-- Exercise aim --
Reproduce each of the rows below word for word, omitting the pictures.

-- Dataset records --
━━━━━━━━━━━━━━━━━━━━

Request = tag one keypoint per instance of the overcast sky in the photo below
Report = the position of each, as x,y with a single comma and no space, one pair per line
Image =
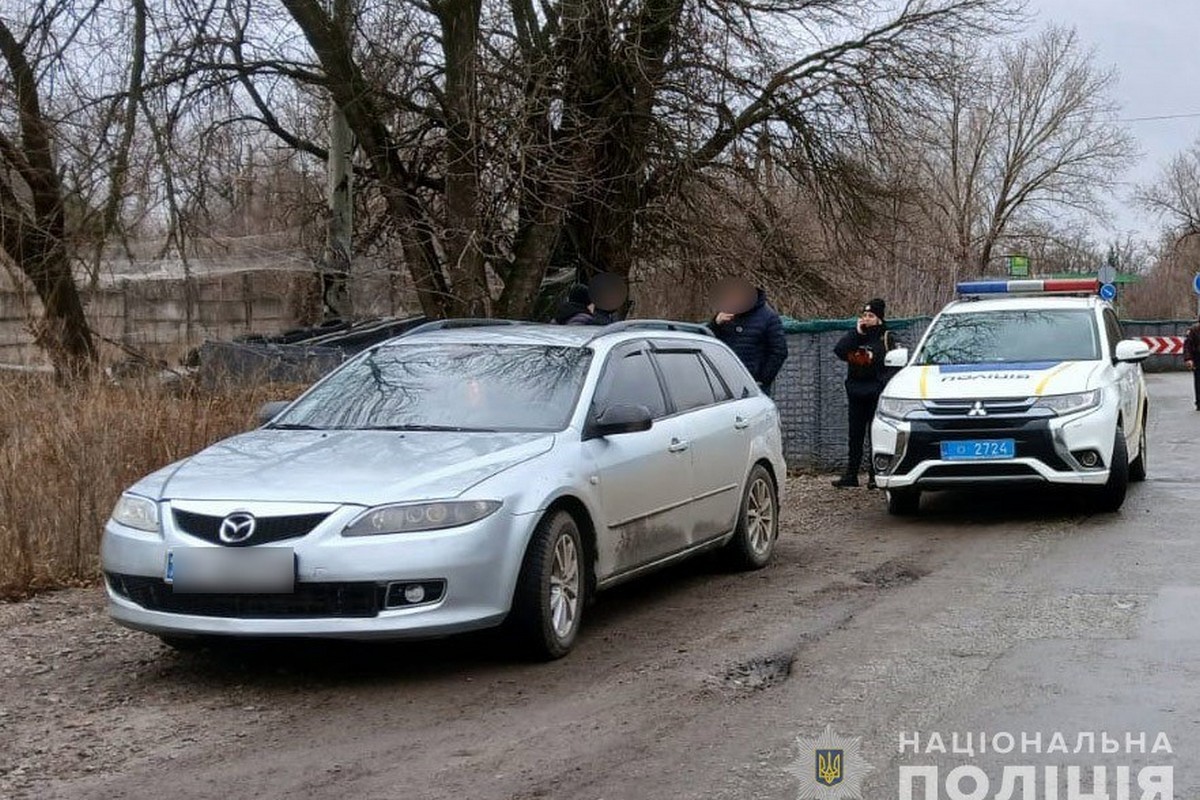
1155,48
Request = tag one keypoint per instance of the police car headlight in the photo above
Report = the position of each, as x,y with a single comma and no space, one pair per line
1071,403
899,409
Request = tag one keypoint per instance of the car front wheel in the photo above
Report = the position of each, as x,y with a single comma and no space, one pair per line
547,607
1110,497
754,540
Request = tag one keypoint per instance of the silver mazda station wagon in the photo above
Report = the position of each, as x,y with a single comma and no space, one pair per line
457,479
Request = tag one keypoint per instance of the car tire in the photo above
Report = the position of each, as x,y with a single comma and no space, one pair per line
1138,465
1110,497
757,529
547,606
904,503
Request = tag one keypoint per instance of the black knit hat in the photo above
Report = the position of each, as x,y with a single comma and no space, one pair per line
579,295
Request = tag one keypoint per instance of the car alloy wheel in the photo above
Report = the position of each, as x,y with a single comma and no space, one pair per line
761,516
564,587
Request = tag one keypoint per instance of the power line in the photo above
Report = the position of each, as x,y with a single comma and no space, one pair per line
1186,115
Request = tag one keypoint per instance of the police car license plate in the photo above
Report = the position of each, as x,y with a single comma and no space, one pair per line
978,449
198,570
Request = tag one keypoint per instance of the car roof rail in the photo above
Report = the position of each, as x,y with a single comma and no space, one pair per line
654,325
455,324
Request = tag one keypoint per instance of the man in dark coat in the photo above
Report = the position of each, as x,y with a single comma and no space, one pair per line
753,330
577,308
1191,355
864,349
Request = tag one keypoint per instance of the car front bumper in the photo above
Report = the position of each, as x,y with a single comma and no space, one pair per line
342,584
907,453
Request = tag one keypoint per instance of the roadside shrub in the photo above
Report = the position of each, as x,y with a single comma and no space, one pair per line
67,452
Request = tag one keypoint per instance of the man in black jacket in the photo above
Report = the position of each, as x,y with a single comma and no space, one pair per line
1191,355
864,349
751,329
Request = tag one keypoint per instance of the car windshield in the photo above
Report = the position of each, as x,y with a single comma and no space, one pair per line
448,388
1013,336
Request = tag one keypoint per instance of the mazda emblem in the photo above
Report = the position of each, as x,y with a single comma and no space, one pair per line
237,528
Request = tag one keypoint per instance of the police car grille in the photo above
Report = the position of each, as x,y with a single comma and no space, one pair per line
993,407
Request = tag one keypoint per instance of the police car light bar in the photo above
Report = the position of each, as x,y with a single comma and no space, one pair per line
1065,286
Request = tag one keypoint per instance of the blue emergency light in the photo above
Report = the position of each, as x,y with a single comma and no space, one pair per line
1063,286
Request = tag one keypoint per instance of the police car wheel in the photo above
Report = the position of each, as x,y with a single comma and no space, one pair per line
1110,497
904,503
1138,465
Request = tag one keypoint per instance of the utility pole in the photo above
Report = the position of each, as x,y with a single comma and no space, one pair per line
335,262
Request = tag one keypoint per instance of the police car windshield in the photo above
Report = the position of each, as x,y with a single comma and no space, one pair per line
1012,336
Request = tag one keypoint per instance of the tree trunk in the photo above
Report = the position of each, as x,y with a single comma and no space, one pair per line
34,236
463,236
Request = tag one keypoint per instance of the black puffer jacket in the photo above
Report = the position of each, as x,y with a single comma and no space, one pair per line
757,338
864,353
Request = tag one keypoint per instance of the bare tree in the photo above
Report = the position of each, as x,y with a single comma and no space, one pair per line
34,208
1031,137
507,137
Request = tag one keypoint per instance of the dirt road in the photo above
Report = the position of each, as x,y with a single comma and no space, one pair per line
989,611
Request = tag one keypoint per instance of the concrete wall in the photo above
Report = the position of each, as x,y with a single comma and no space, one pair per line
165,317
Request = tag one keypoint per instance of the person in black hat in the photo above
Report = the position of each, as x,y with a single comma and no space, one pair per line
1191,355
863,349
577,308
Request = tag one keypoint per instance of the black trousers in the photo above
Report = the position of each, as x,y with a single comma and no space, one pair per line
862,411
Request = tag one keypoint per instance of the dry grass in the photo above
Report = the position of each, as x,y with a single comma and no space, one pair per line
67,453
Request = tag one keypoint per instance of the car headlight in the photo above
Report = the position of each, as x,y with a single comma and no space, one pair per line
1069,403
420,516
899,409
133,511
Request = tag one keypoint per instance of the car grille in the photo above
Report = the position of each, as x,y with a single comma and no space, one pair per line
981,470
1031,437
309,600
267,529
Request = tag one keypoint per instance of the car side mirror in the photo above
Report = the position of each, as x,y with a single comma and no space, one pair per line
616,420
1131,352
268,411
898,358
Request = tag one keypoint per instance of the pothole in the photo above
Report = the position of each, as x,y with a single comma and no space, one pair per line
757,674
892,573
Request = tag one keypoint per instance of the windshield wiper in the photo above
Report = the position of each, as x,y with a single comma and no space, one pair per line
423,428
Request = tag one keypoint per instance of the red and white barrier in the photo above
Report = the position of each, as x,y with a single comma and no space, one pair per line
1164,344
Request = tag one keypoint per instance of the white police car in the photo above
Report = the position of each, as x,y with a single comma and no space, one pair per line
1018,382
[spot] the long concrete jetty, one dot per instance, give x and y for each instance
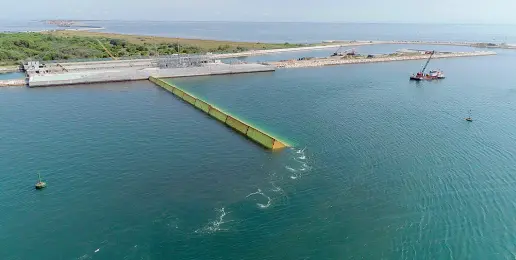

━━━━━━━━━━━━━━━━━━━━

-- Task answer --
Request = tag one keypoint per instance of the overcast sky in the photo below
Report = the position of each, as x,y with a single comma and no space, one pair per line
Image =
1155,48
Request = tag one keypoint per instance of the police car headlight in the photo above
Report = the position of each, as x,y with a single comma and no space, one pair per line
1071,403
899,409
Request = tag one keypoint per instance of the car front wheel in the photo above
Report = the position of each, as x,y with a single comma and no space, one pair per line
547,607
1110,497
754,540
Request = tag one keypoint per instance of the silver mazda station wagon in the photo above
Report = the position of each, as x,y with a single comma and no space, one pair per line
457,479
Request = tag one keypoint per instance of the car tire in the photo above
Report = the position of each, as x,y with a single comma and no space, one pair per line
1138,465
1110,497
757,529
547,606
904,503
Request = tag one keypoint per instance of the black knit hat in the photo above
Report = the position of each, as x,y with a single comma and no space, one pair per line
579,295
Request = tag one keypoint per instance of the car alloy wheel in the photo above
Report = the position of each, as x,y with a single comma and no space, one pair per line
761,516
564,587
Request = tag one keypoint per instance of the power line in the photo above
Report = the position of each, as x,y with a single comma and no space, one pair per line
1186,115
Request = tag one keypoint per instance of the police car license plate in the photo above
Report = the position of each, as x,y with a single comma and no space, one pair per line
978,449
198,570
Request = tag one keypoint per instance of the car roof rail in the photo above
Report = the position of each, as x,y with a single comma and no space, one pair per line
654,325
455,324
Request = tag one keypoint per instance of the man in dark coat in the photo above
Report = the position of each, as x,y with a single comma and no space, one pair per line
753,330
577,308
1191,355
864,349
Request = tag one keypoint per instance of the car front bumper in the photo above
Report = the position of each, as x,y with a single comma and no space, one pair per line
342,584
907,453
Request = tag one keypoint per instance of the roadside shrub in the photo above
Report = the position of each, as x,y with a single comma and no space, one pair per line
67,452
Request = tag one keypoint per instance of the man in black jacket in the photo above
Report = the position of each, as x,y with a single comma and no space, one pair per line
1191,355
864,349
751,329
Request = tag one keypoint per instance of the car windshield in the photo above
Report = the position of each, as x,y with a single comma and no space, one pair per line
448,388
1013,336
Request = tag one keypoint per instance of the mazda emblem in the photo above
Report = the position of each, as x,y with a single comma and no space, one pair per line
237,528
Request = tag one keypoint per instance of the police car grille in the photo above
Report = the position of each, as x,y with a single comma and no space, one pair per line
993,407
Request = tag one keypoint per instance of the police car light bar in the photo above
Report = the position of each, as x,y with a single comma and no space, one pair per line
1065,286
Request = tag one keypoint per instance of the blue emergency light in the photo above
Report = the position of each, as x,y with a single comma and no space, one pair per line
1063,286
Request = tag one keypoint per instance of the police car wheel in the photo above
Report = the position of each, as x,y with a single comma and no space, one pair per line
1110,497
904,503
1138,465
Request = tag one keypoint per instance of the utility pole in the photo above
Report = the position of each, as x,y with a single comma and no space, one pair per line
335,262
Request = tag one keypoint per instance of the police car windshield in the photo above
Report = the position of each, as x,y with a single comma and no space, one pair per line
1012,336
Request = tag one keypoint per instance of the tree trunk in the photo above
Report = the position of each, as x,y with a single comma and no space, one pair per line
34,236
463,236
Request = tag one keypoint per instance of the black puffer jacket in the photo above
Report = the position of each, as x,y with a single comma and no space, one pair per line
757,338
864,353
Request = tag one keypoint per instance of the bare tree in the photo above
Report = the position of each, as x,y with a single comma and no space, one pair per line
34,208
1031,137
507,137
Request = tag one keypoint per instance of the dirt road in the photo above
Report = the position of each, as x,y with a single comma and no space, one pair per line
989,611
Request = tag one keypoint per instance of the concrete wall in the photo above
Report = the position of each, as x,y with a single comma and no space, one pair per line
165,317
Request = tag one keypoint per instance of the person in black hat in the photo above
Report = the position of each, as x,y with a single comma and no space, one pair per line
1191,355
863,349
577,308
Request = tag one keypoint per instance of the black trousers in the photo above
Report = the position of each, as x,y with a single comma and no space, one pair per line
862,411
Request = tag one keypoint per instance of the dry grass in the photo above
Report = the position of each, as x,y with a single comma and no space, one pair per line
67,453
Request = tag one keypoint per instance of the car headlight in the photo above
Report = the position of each, as x,y with a single comma and no space, one pair per line
1069,403
420,516
899,409
133,511
Request = tag one keypoint per instance of the car grille in the photo above
Report = the position of each, as x,y with a single comma and no space, one pair per line
981,470
1031,437
309,600
267,529
Request = tag one keypoint per instance of the car side mirror in the photo above
Report = the position of each, as x,y with a single comma and no space, one pair per line
616,420
1131,352
268,411
898,358
Request = tag one keypoint per instance of the pothole in the photo above
Report = the position of each, as x,y with a single comma and no space, one pair per line
757,674
892,573
Request = tag one keypoint per instance of the windshield wiper in the photo above
Report = the position of each, as x,y with a single comma and no space, one pair per line
423,428
Request = tag one keypoint per instance of the red and white barrier in the photo above
Report = the position of each, as x,y with a single comma and no space, one pair per line
1164,344
Request = tag one keypoint per instance of the white police car in the photo above
Report = the position of each, as x,y with a single comma and no space, one pair per line
1018,382
[spot] the long concrete jetty, one dot per instance, give x and y for each instance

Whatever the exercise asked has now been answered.